- **Provided material**:
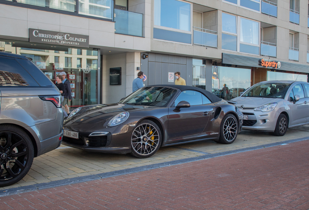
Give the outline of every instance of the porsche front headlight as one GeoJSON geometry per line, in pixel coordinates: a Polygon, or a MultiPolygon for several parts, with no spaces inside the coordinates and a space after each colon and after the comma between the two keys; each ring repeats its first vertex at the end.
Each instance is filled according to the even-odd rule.
{"type": "Polygon", "coordinates": [[[273,111],[277,106],[277,103],[268,104],[254,109],[255,111],[261,111],[262,112],[273,111]]]}
{"type": "Polygon", "coordinates": [[[74,110],[73,110],[72,111],[72,112],[71,112],[71,113],[69,114],[69,117],[68,117],[67,119],[69,119],[69,118],[73,117],[73,116],[74,116],[77,112],[80,111],[81,109],[82,109],[82,107],[78,107],[78,108],[76,108],[74,110]]]}
{"type": "Polygon", "coordinates": [[[110,127],[118,125],[127,120],[129,117],[129,112],[123,112],[118,114],[112,119],[107,125],[110,127]]]}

- **Directions for this task**:
Lay out the material above as a Markdown table with a No. column numbering each row and a Text column holding the line, omitting blank lines. Leave the pictures out.

- **Task solution**:
| No. | Text |
|---|---|
| 1 | Give the outline of every instance of the porsche front headlight as one GeoJSON geometry per line, in pixel coordinates: a Polygon, or a MultiPolygon for several parts, with no spaces inside the coordinates and a space after each colon and after the comma between the two keys; each ring repeats its first vertex at the end. |
| 2 | Each instance is filled according to the even-odd rule. |
| 3 | {"type": "Polygon", "coordinates": [[[273,111],[277,106],[277,103],[268,104],[254,109],[255,111],[261,111],[262,112],[273,111]]]} |
| 4 | {"type": "Polygon", "coordinates": [[[74,110],[73,110],[72,111],[72,112],[71,112],[71,113],[69,114],[69,117],[68,117],[67,119],[69,119],[69,118],[73,117],[73,116],[74,116],[77,112],[80,111],[81,109],[82,109],[82,107],[78,107],[78,108],[76,108],[74,110]]]} |
| 5 | {"type": "Polygon", "coordinates": [[[110,127],[118,125],[127,120],[129,117],[129,112],[123,112],[118,114],[112,119],[107,125],[110,127]]]} |